(MATERIAL SUPPLIED)
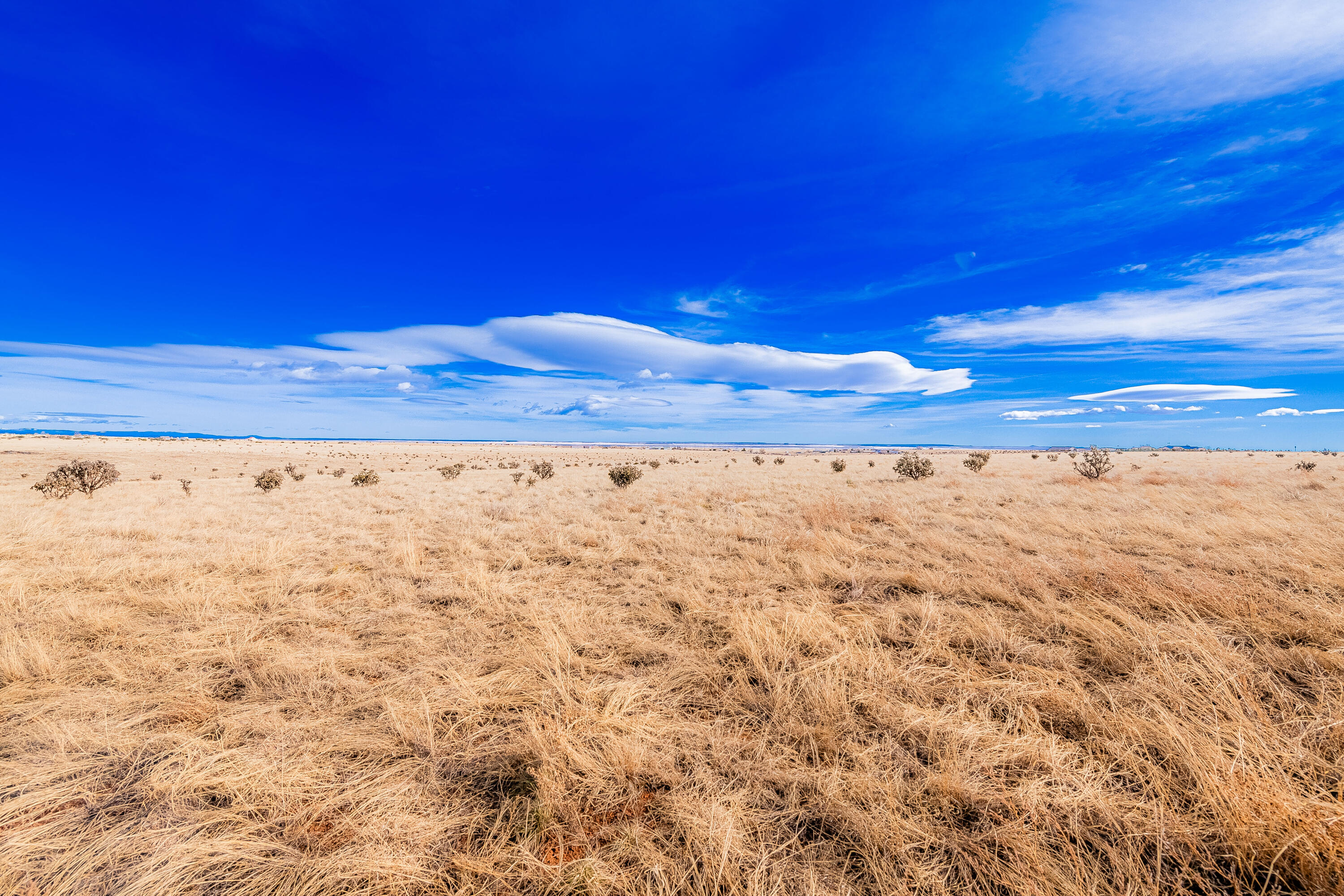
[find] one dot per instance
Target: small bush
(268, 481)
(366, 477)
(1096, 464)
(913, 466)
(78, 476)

...

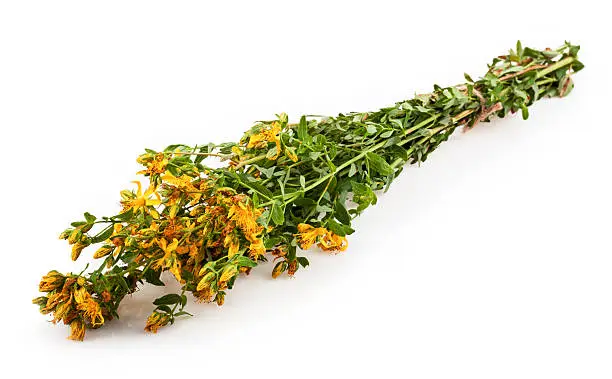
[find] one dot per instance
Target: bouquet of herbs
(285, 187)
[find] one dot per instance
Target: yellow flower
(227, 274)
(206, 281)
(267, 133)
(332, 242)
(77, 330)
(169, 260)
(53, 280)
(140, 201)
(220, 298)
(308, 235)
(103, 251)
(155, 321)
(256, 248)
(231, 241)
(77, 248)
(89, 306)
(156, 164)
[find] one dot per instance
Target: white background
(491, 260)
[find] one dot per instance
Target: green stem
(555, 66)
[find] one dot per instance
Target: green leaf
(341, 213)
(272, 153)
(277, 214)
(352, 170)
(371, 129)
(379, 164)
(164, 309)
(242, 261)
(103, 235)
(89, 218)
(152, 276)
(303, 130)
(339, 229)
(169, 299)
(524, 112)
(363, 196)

(AIM)
Pick out every line in the entries above that contains the word "Target", and copy each one.

(COMPLETE OUTPUT)
Target: small bush
Target: bouquet of herbs
Target: yellow flower
Target: white background
Target: green stem
Target: green leaf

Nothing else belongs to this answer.